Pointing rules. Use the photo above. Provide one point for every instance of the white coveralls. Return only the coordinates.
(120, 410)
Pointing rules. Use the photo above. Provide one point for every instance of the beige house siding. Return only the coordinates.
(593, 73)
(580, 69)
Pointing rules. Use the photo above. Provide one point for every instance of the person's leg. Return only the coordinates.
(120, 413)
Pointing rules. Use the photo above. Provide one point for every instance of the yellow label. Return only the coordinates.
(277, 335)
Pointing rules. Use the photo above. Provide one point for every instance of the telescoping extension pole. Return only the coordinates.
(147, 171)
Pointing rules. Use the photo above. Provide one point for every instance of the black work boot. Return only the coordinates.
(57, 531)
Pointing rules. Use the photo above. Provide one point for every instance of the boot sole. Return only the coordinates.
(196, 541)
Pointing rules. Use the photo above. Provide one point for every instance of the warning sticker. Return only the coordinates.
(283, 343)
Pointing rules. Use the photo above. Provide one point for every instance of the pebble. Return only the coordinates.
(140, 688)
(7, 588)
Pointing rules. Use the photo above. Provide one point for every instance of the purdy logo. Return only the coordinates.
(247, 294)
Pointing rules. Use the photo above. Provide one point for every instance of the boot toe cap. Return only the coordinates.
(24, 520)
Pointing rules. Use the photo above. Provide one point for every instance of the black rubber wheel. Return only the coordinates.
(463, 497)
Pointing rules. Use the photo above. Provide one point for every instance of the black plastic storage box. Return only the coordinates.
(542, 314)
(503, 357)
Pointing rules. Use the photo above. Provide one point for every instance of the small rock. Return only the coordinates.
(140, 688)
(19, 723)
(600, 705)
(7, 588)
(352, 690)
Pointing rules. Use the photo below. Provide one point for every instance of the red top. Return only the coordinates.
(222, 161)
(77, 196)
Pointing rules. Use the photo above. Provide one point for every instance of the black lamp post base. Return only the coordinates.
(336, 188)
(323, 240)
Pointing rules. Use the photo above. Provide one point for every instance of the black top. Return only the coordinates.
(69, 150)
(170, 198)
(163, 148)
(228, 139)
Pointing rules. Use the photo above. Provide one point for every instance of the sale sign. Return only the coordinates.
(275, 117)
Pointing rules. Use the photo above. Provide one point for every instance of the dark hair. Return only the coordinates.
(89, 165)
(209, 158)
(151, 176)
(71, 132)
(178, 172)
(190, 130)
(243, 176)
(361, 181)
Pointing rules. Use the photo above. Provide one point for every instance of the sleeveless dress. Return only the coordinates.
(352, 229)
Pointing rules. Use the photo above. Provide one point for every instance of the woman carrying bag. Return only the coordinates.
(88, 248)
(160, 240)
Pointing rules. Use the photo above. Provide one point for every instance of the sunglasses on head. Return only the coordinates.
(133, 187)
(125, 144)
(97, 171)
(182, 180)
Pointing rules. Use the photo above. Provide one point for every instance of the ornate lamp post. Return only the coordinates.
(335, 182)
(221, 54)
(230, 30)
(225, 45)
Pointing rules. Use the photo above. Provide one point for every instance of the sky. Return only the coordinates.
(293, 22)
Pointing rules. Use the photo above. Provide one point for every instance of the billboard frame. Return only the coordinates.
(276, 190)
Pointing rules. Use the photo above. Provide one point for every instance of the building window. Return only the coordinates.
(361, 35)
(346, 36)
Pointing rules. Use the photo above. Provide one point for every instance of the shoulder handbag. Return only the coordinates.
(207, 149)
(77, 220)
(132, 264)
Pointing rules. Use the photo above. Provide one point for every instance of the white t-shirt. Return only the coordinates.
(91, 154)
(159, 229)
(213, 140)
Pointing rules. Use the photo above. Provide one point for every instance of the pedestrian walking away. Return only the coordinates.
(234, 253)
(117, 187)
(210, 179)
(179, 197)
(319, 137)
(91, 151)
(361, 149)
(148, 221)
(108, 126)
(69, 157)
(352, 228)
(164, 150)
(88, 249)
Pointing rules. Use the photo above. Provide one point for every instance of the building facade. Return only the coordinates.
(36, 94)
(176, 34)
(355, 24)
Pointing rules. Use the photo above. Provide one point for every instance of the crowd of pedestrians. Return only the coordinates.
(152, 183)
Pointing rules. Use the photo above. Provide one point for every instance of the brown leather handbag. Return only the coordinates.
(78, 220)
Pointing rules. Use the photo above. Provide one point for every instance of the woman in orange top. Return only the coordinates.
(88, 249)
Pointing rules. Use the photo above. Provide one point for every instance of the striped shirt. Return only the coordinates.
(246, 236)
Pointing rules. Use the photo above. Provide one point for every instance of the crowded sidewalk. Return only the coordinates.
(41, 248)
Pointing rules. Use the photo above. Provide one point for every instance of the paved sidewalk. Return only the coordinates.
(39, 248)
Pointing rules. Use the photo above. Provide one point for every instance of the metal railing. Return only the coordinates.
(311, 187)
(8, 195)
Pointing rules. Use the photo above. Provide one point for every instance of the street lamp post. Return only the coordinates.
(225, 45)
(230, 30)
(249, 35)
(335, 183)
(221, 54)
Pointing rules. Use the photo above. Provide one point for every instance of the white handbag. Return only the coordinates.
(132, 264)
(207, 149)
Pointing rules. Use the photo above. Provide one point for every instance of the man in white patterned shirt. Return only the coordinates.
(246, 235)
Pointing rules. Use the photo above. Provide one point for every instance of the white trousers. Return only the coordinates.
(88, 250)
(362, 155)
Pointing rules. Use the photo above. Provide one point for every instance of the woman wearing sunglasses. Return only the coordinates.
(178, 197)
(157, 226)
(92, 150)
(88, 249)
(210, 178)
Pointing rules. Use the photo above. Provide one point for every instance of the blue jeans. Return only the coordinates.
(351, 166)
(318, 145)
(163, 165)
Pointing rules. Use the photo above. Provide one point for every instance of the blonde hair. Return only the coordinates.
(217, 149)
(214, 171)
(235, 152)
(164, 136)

Exercise: Please transcribe every one of the records above word for word, keeping each line unchanged.

Output of the task:
Pointing rules. Use the photo above. Provide one point for every instance of the white coveralls. Return only the coordinates.
(120, 410)
Pointing rules. Use the photo above. Provide one point for every instance of the beige house siding. Return only the coordinates.
(593, 73)
(580, 69)
Pointing rules. Use the photo above. Provide one point for every instance of the person's leg. Return only the coordinates.
(120, 413)
Pointing rules. Use the photo above. Provide one point for every instance of the yellow label. Return only the coordinates.
(277, 335)
Pointing rules. Use the photo above. Provide one point for every instance of the telescoping extension pole. Return only the coordinates.
(147, 171)
Pointing rules. Use the photo above. Provide one point for every instance of the black work boot. Return only the coordinates.
(57, 531)
Pointing rules. Use the photo above. Provide one point for every instance of the boot sole. Return only the coordinates.
(196, 541)
Pointing rules. Use the photo above. Provide one point for every instance of the warning sticker. Return only the coordinates.
(283, 343)
Pointing rules. Use the photo above. Provide one point for every instance of the pebble. Return only the coordinates.
(140, 688)
(7, 588)
Pointing rules. Use the photo above. Provide one point for every instance of the purdy logo. Return only the coordinates.
(247, 294)
Pointing rules. Use the photo above. Provide one point for every instance of the boot toe cap. Return only the coordinates.
(24, 520)
Pointing rules. Use the photo above. Provide one point for every instance of the black rubber wheel. Return only the coordinates.
(463, 497)
Pointing rules. Use the photo above. Provide one point for every instance of the black plastic storage box. Return only the coordinates.
(542, 314)
(503, 357)
Pointing rules. Use the photo above. Provide one point for every instance of the small rock. Return only the coordinates.
(140, 688)
(19, 723)
(600, 705)
(7, 588)
(352, 690)
Pointing rules. Use the photo below. Provide one point for every instance of the red top. Return only the coordinates.
(222, 161)
(77, 196)
Pointing rules. Use the photo above. Provide one point for every instance of the black lamp post base. Return only the coordinates.
(336, 188)
(323, 240)
Pointing rules. Use the photo above. Provide one point for every instance of the black top. Return only the coordinates.
(69, 150)
(170, 198)
(163, 148)
(228, 139)
Pointing rules. Use the photo above. Provide one point for every instance of the sale sign. Return only the coordinates.
(275, 117)
Pointing rules. Use the photo above. Provide one point for every instance of the dark hair. Return only the coordinates.
(89, 165)
(209, 158)
(151, 176)
(71, 132)
(178, 172)
(190, 130)
(243, 176)
(361, 181)
Pointing rules. Use the photo above. Provide one point for every instance of the sleeveless dress. Return only the coordinates.
(352, 229)
Pointing rules. Use the photo above. Provide one point for every instance of the woman carrying bag. Return only the coordinates.
(88, 248)
(160, 240)
Pointing rules. Use the photo above. Provide one point for every instance of the sunglasses on head. Return only the coordinates.
(133, 187)
(125, 144)
(97, 171)
(182, 180)
Pointing rules. Use the photo above. Provide one point for every instance of the ornate lamp post. Return only the coordinates.
(335, 182)
(221, 54)
(230, 30)
(225, 45)
Pointing rules. Use the photo above. Provide one point for every instance of the sky. Return only the coordinates.
(293, 22)
Pointing rules. Use the photo above. Provide one point for every instance of the billboard frame. Return only the coordinates.
(276, 190)
Pointing rules. Use the photo above. Provide one point for every instance of the building window. Return only the coordinates.
(361, 35)
(346, 36)
Pointing rules. Use the photo above. Provide one point for every instance of the shoulder handbag. Return only the coordinates.
(207, 149)
(77, 220)
(132, 264)
Pointing rules. Use the photo above. Provide one point for every instance of the white t-shirt. Return only the coordinates.
(91, 154)
(159, 229)
(213, 140)
Pointing rules. Use the photo above. Provide one point for every instance of the pedestrian walking away. Return only the coordinates.
(234, 253)
(117, 187)
(210, 179)
(179, 197)
(319, 137)
(91, 151)
(361, 149)
(148, 221)
(108, 126)
(69, 157)
(352, 228)
(164, 150)
(88, 249)
Pointing rules. Use the photo above. Provide one point for every instance of the building facade. Return only the coordinates.
(36, 94)
(176, 34)
(355, 24)
Pointing rules. Use the photo above. Provide one point for every instance of the crowd of pedestrians. Return only the coordinates.
(152, 183)
Pointing rules. Use the photo above. Provide one point for every instance of the brown leather handbag. Return only the coordinates.
(78, 220)
Pointing rules. Use the photo above. Provide one point for every instance of the woman in orange top. Return only the coordinates.
(88, 249)
Pointing rules. Use the photo above. Provide one point for every instance of the striped shirt. Return only the coordinates.
(246, 236)
Pointing rules. Use the photo above. Provide one point for every instance of the crowded sidewalk. Return only the coordinates.
(41, 248)
Pointing rules. Use the photo above. Provide one point for every instance of the paved sidewalk. Return only the coordinates.
(39, 248)
Pointing rules. Use the photo above. Provide one point for every instance of the metal railing. Return only the coordinates.
(311, 187)
(8, 195)
Pointing rules. Use the photo above. Provide one point for every instance of the street lamp post. Return only the coordinates.
(225, 45)
(230, 30)
(249, 35)
(335, 183)
(221, 54)
Pointing rules. Use the photo above. Provide one point for every instance of the white handbag. Return only the coordinates.
(132, 264)
(207, 149)
Pointing rules. Use the photo above. Provide one point for every instance of the man in white patterned shirt. Return only the coordinates.
(246, 235)
Pointing rules. Use the photo above. Provide one point for every instance of the white trousers. Return only the coordinates.
(88, 250)
(362, 155)
Pointing rules. Use the photo above. Provide one point for every instance of the woman wearing sunglasses. Return only the coordinates.
(178, 197)
(157, 226)
(92, 150)
(88, 249)
(210, 178)
Pointing rules. Use the photo above. Provide one point for every instance of the blue jeans. Return only the coordinates.
(351, 166)
(318, 145)
(163, 165)
Pointing rules. Use the photo above. Provide one point for every instance of the blonde hair. Return only the coordinates.
(217, 149)
(214, 171)
(235, 152)
(164, 136)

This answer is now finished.